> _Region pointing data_

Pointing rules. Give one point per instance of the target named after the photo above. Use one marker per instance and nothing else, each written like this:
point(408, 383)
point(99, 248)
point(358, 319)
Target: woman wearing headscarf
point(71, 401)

> _Work request_
Your answer must contain every line of the records, exactly.

> _Exercise response_
Pointing rules. Give one point per instance of the target named after the photo above. Use one marker per instance and nothing else, each written like this:
point(408, 383)
point(99, 248)
point(358, 319)
Target: woman wearing headscarf
point(71, 401)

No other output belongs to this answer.